Exercise instructions. Can you switch "ocean water" to "open sea" in the entries starting at the line containing "Flashcard prompt: The swimming" and ending with the last entry, giving back only those lines, otherwise unchanged and without the pictures?

** START OF Provided data **

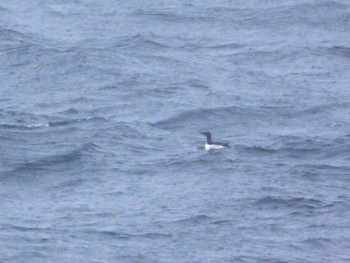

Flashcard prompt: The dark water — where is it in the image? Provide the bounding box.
[0,0,350,263]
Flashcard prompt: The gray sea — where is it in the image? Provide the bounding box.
[0,0,350,263]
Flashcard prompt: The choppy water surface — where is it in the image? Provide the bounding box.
[0,0,350,263]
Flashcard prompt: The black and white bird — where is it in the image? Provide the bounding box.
[201,132,229,151]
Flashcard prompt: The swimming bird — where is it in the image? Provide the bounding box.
[201,132,229,151]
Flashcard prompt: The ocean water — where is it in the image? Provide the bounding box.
[0,0,350,263]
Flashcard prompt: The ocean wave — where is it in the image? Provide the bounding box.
[151,106,268,130]
[84,229,173,240]
[254,196,329,210]
[4,143,97,176]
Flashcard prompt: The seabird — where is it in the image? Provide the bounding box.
[201,132,229,151]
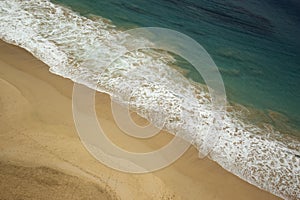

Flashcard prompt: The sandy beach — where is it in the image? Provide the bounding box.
[0,41,279,200]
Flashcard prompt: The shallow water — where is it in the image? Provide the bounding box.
[0,0,300,199]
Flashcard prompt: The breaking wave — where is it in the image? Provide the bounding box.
[0,0,300,199]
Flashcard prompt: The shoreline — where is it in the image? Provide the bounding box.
[0,41,279,199]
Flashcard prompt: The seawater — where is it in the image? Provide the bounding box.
[0,0,300,199]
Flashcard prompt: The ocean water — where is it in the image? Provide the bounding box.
[0,0,300,199]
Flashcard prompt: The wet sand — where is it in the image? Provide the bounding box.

** END OF Provided data **

Solved problem.
Flashcard prompt: The swimming bird — where is it in the image? Provide the bounding box.
[201,132,229,151]
Flashcard prompt: The open sea — where is it in the image? Provide the bounding box.
[0,0,350,263]
Flashcard prompt: The ocean wave — where is it in the image? Provide the bounding box.
[151,106,268,130]
[84,229,173,240]
[254,196,329,210]
[4,143,97,176]
Flashcard prompt: The seabird — where is it in the image? Provide the bounding box.
[201,132,229,151]

Flashcard prompt: The sandy beach — where is it in the image? Provide the bounding box.
[0,41,279,200]
Flashcard prompt: The shallow water — where is it in the image? Provide the bounding box.
[0,0,300,199]
Flashcard prompt: The breaking wave — where is it in the image? Provide the bounding box.
[0,0,300,199]
Flashcard prompt: The shoreline — where is it in the image? Provide the bounding box.
[0,41,279,199]
Flashcard prompt: The seawater — where is it in the image? Provide the bounding box.
[0,0,300,199]
Flashcard prompt: The open sea — where is it in the image? Provide the bounding box.
[0,0,300,199]
Flashcard prompt: The wet sand — where is it in the image? Provide the bounding box.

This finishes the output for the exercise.